Task instructions:
Report each line of the data below that contains the string "clicks". Case matters.

##### Data shown #####

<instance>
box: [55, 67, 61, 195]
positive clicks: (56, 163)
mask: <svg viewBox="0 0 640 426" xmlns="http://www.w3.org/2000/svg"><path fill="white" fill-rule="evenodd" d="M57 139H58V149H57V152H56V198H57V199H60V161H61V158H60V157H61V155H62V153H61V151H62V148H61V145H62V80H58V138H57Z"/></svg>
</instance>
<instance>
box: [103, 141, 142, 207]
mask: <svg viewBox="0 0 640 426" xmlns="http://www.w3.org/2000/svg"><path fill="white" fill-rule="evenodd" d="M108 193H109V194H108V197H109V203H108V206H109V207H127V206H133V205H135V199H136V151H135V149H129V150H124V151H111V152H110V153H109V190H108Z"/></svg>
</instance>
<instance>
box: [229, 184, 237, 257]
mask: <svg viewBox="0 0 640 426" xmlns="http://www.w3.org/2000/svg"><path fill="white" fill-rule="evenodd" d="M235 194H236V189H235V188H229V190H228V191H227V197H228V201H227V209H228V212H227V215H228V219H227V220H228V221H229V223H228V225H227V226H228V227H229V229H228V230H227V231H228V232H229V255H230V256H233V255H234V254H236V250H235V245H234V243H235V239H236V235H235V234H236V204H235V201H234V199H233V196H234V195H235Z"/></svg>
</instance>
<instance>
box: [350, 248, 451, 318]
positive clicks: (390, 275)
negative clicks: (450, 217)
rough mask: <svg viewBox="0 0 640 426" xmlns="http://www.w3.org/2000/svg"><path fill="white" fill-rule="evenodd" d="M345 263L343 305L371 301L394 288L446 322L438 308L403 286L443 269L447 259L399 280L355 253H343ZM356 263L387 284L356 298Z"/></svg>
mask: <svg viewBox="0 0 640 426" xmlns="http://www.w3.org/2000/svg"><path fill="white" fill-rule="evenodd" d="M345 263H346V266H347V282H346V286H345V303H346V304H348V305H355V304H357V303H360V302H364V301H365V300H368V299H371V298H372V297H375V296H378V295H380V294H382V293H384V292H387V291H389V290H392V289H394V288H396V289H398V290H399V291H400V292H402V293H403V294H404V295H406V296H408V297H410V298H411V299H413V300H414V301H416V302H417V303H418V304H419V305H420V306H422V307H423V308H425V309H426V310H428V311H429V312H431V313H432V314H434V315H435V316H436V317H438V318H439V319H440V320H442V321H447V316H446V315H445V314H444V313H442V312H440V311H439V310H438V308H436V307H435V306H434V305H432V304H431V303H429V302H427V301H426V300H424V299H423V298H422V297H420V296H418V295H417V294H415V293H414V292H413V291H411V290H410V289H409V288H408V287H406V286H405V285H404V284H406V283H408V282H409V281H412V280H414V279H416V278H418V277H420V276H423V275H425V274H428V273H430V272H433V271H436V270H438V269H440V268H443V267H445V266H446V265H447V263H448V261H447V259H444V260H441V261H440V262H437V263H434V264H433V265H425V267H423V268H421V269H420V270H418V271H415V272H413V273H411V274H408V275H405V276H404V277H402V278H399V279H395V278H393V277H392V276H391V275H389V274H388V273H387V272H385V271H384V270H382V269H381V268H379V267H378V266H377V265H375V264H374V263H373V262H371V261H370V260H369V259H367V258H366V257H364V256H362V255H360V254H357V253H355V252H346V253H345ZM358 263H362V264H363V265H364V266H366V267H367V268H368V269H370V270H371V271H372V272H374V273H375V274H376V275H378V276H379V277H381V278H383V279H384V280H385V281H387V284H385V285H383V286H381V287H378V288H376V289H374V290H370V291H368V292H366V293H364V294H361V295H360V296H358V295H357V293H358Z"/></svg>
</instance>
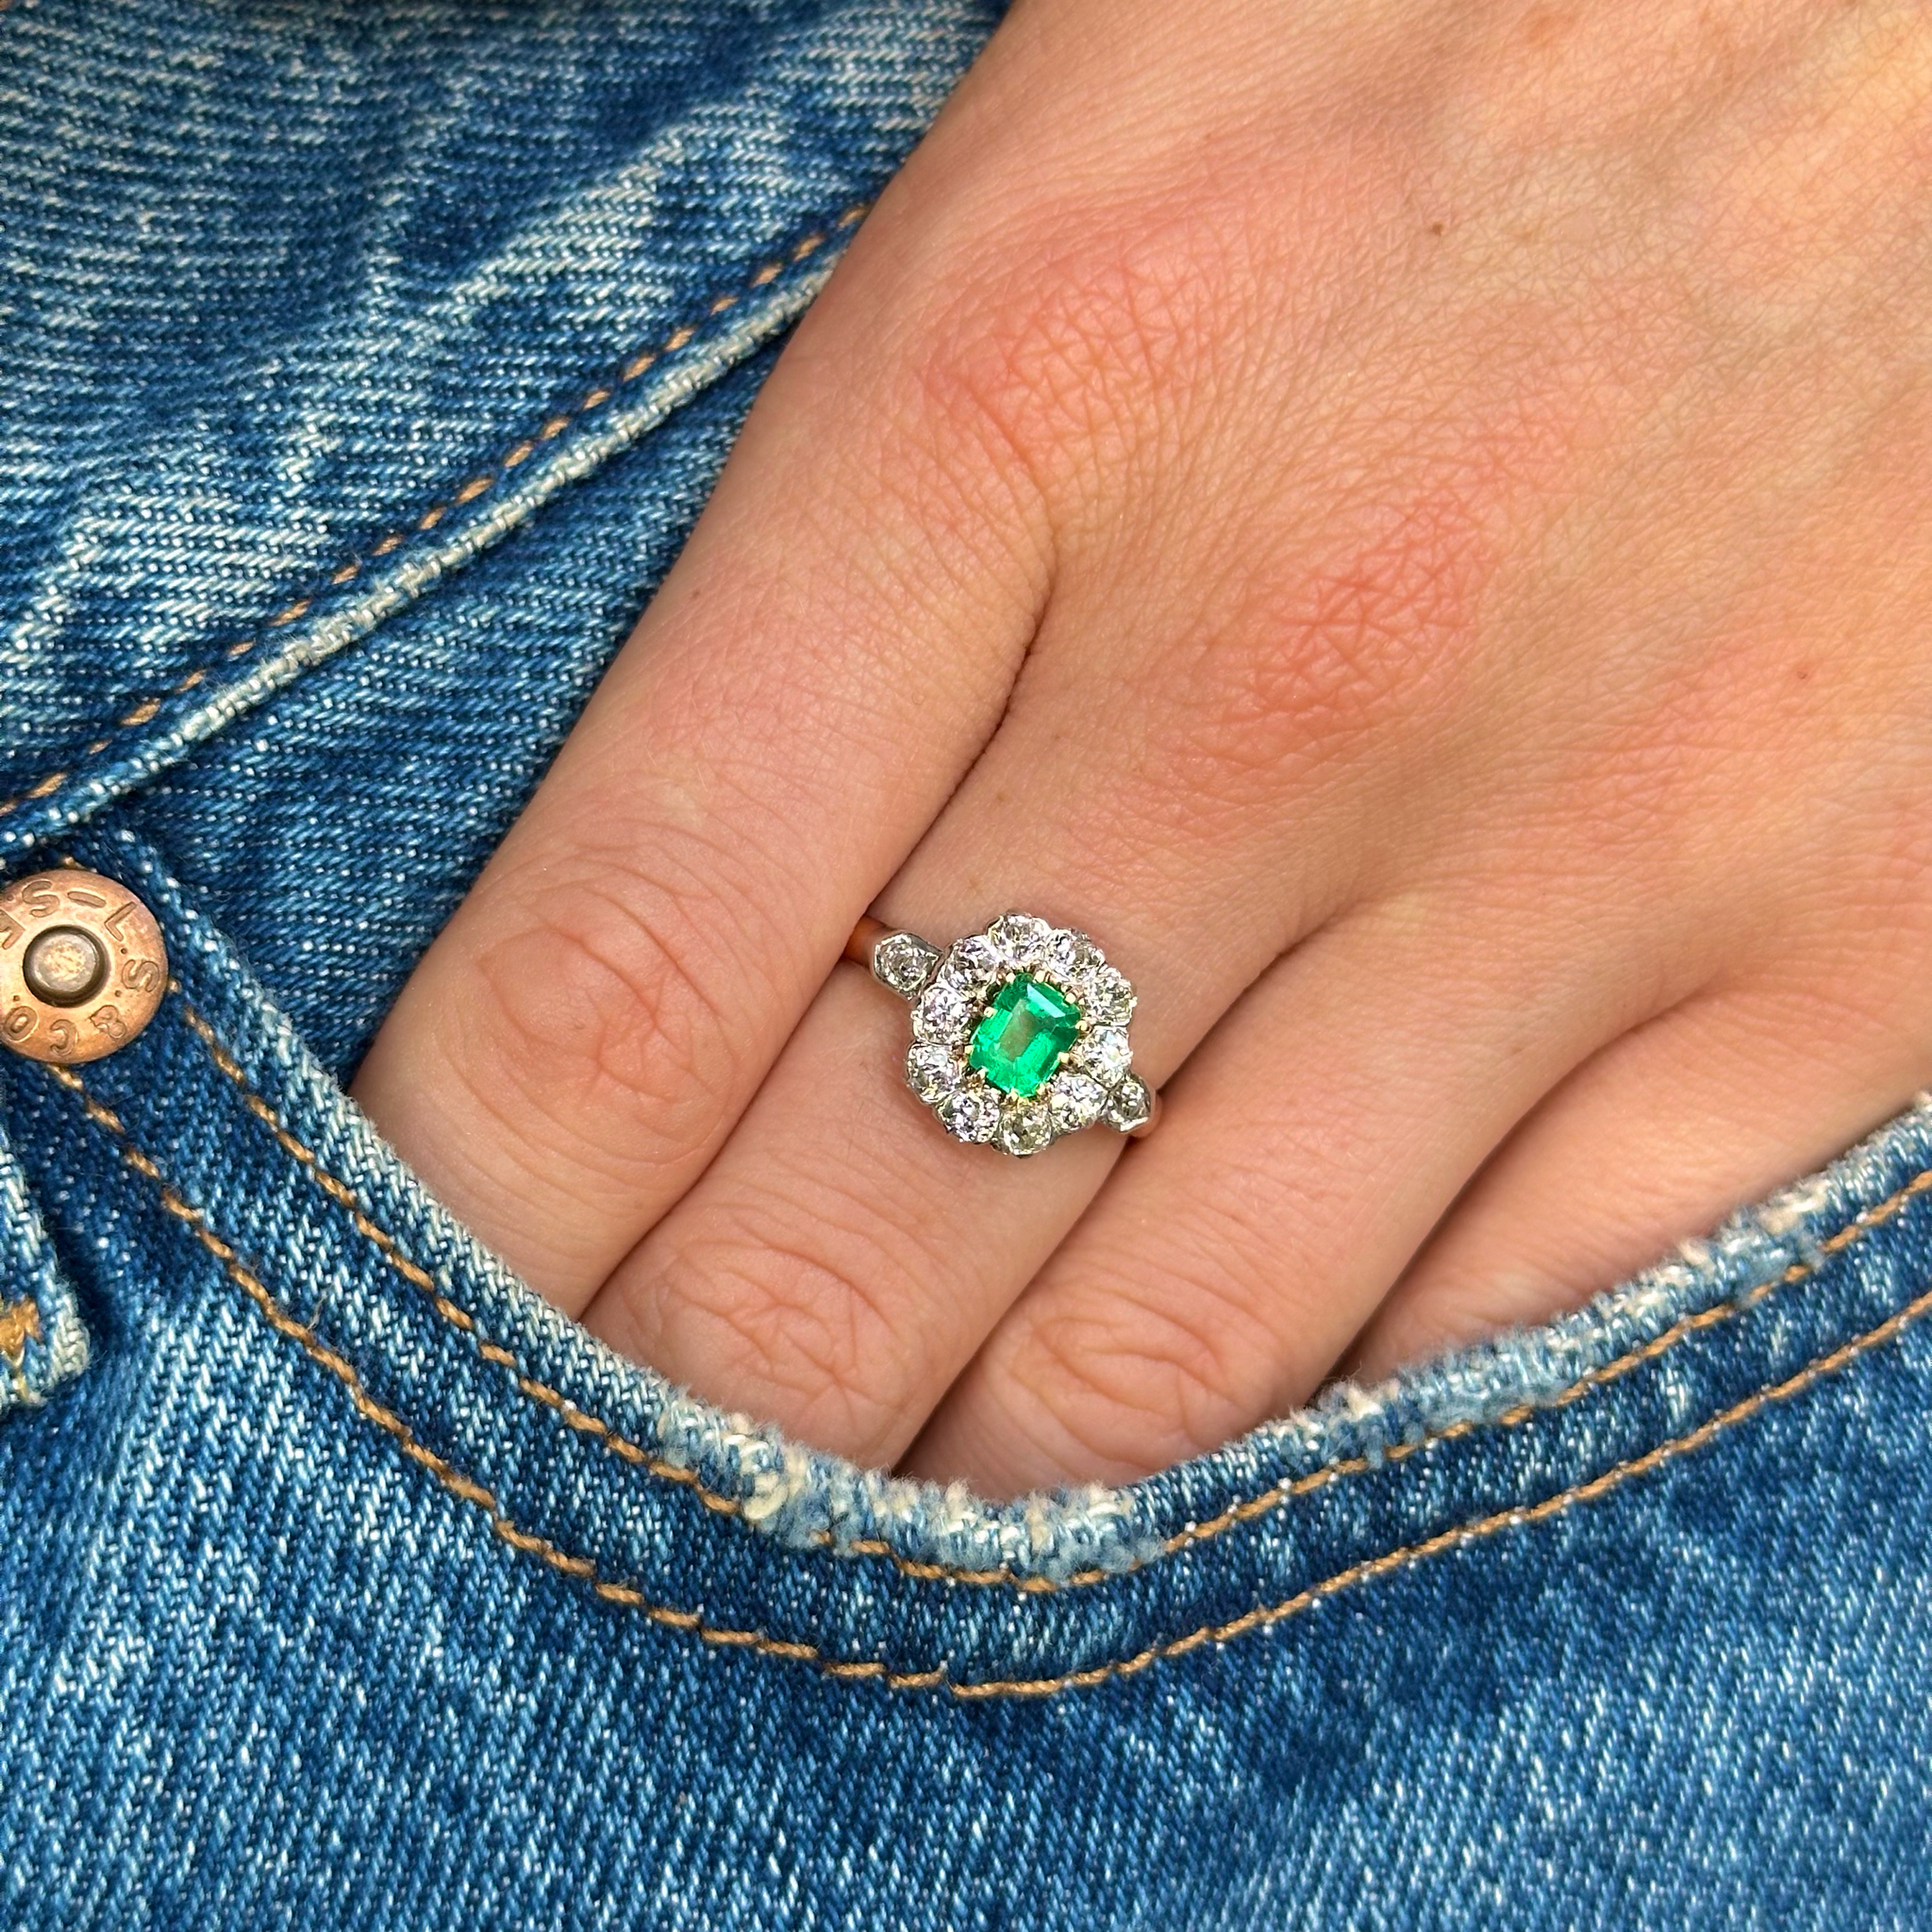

#####

Solution for this task:
positive clicks: (56, 163)
positive clicks: (390, 275)
negative clicks: (450, 217)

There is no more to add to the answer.